-- TASK INSTRUCTIONS --
How many lines in the material below contain the word "textured"? Reply with only the number.

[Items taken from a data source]

►

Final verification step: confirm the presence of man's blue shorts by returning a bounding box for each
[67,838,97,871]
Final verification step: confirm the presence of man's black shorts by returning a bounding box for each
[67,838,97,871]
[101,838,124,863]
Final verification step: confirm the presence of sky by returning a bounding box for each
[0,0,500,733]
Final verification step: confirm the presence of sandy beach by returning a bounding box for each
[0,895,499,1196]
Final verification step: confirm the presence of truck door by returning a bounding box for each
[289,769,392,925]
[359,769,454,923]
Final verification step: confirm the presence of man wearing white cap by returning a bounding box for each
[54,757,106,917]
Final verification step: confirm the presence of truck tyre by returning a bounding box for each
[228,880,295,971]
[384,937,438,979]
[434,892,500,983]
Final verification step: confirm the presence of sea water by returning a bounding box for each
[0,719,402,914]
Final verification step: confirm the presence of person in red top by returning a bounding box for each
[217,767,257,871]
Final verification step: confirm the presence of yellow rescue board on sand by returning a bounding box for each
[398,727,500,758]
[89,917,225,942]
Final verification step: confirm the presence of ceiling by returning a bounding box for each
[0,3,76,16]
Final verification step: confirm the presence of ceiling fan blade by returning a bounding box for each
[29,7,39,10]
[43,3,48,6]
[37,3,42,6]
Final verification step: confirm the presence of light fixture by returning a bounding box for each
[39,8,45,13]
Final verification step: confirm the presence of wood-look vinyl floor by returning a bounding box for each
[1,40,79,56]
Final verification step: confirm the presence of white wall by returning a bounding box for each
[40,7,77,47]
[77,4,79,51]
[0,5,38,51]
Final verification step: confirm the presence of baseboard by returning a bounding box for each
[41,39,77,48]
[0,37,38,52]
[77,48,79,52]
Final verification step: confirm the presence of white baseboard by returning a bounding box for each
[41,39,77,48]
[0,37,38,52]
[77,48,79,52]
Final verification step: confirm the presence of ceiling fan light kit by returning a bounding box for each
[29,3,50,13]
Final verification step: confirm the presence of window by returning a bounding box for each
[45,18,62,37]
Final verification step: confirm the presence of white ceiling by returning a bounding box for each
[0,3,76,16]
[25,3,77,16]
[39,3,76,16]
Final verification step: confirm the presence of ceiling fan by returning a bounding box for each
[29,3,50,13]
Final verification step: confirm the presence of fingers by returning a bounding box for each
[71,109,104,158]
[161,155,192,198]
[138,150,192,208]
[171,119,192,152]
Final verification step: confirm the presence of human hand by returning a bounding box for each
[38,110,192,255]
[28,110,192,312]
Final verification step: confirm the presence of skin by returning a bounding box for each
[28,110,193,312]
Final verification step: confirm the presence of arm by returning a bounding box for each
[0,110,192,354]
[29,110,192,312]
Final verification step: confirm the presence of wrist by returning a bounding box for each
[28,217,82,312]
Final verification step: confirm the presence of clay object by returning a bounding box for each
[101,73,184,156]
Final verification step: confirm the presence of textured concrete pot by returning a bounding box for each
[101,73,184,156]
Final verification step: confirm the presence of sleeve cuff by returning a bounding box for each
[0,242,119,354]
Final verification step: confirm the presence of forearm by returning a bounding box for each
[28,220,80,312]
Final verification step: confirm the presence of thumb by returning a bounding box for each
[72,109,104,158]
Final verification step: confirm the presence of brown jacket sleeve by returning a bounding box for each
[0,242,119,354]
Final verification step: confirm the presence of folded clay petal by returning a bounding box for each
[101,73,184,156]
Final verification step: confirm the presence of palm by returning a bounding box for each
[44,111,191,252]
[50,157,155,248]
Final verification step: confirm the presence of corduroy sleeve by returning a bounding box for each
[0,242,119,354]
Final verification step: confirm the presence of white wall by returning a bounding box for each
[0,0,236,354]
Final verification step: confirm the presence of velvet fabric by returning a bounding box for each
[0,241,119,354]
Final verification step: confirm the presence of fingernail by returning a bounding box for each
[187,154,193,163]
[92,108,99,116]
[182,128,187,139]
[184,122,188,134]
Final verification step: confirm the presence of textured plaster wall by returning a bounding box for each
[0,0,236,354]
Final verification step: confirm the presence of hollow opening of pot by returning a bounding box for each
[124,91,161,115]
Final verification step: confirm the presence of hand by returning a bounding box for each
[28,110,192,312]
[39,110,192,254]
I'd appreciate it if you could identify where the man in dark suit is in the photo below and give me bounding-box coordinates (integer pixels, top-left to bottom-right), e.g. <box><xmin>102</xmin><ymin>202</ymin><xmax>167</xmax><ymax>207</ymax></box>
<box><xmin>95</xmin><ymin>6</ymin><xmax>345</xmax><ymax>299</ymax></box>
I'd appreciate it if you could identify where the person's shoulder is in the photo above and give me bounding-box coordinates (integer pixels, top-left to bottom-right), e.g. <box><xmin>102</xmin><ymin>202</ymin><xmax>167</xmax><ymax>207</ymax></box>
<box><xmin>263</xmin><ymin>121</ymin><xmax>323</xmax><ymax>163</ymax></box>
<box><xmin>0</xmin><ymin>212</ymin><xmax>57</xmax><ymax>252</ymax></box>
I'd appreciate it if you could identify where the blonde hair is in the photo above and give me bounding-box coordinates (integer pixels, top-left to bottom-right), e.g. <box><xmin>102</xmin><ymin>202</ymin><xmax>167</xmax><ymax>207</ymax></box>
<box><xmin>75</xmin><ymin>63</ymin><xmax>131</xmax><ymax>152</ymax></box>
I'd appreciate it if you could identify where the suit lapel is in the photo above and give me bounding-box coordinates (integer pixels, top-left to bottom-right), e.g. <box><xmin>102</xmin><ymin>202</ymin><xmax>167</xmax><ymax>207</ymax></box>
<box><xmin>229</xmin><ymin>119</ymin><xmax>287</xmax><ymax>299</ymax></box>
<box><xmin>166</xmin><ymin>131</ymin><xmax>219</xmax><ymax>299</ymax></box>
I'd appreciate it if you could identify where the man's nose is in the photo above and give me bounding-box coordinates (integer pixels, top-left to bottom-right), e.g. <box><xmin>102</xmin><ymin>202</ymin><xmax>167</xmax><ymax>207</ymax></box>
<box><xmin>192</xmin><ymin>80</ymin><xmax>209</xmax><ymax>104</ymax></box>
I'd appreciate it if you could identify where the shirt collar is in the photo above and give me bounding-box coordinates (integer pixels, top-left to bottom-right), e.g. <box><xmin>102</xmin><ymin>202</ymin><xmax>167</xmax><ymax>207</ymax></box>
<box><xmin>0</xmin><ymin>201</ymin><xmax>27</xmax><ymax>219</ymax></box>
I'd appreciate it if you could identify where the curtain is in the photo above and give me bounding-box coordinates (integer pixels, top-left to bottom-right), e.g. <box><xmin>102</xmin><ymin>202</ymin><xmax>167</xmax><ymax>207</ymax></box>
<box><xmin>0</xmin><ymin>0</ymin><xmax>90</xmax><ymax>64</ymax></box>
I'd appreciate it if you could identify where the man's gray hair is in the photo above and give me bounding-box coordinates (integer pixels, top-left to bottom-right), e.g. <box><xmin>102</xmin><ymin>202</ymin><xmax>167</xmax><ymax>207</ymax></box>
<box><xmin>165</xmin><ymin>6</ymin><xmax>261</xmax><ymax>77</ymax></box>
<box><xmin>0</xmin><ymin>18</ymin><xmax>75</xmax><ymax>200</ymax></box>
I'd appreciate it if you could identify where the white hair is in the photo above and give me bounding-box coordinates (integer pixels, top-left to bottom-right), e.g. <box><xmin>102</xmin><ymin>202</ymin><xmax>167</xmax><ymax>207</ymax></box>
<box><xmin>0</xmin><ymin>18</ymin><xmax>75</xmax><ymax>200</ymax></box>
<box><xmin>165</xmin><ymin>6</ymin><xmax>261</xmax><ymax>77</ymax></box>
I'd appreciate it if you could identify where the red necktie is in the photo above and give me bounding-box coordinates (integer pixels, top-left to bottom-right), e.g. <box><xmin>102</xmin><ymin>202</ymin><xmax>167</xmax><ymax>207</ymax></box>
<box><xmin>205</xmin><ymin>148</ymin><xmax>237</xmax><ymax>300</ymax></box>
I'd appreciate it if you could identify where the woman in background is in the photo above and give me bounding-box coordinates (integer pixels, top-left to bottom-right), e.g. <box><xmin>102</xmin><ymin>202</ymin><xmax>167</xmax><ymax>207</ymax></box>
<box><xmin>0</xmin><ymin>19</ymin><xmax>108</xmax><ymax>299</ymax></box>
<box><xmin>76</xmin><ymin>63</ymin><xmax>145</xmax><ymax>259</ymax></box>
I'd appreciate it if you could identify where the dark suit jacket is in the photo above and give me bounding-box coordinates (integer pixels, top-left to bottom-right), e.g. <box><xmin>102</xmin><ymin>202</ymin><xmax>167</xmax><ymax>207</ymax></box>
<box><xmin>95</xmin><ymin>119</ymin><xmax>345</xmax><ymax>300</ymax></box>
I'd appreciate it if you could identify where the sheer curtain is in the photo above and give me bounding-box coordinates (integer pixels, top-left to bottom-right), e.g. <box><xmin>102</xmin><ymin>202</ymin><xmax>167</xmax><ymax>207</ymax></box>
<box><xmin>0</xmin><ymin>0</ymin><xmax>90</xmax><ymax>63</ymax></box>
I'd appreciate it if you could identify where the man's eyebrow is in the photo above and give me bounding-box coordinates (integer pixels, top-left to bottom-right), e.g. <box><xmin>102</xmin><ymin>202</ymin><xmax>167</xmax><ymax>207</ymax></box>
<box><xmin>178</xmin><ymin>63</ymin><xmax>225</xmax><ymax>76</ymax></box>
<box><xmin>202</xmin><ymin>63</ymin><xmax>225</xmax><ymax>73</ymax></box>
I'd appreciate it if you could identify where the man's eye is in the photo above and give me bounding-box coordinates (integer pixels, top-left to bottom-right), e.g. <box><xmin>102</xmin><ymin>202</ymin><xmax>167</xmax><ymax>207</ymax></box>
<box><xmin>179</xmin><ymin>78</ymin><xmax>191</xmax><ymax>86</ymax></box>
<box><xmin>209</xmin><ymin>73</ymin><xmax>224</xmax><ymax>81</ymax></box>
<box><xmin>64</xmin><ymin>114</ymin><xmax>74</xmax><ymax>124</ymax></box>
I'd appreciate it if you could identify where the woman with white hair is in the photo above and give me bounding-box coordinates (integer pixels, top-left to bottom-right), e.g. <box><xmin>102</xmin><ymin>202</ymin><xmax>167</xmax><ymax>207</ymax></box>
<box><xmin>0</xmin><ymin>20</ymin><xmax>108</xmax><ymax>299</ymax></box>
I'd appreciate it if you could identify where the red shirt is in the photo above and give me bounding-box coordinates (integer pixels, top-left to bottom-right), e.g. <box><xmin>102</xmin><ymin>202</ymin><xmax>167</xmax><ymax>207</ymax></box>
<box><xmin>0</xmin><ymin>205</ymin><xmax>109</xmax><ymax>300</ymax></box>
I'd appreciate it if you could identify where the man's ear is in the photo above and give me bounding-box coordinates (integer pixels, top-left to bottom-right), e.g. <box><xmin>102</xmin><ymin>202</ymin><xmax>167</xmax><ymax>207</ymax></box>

◄

-- EXERCISE ANSWER --
2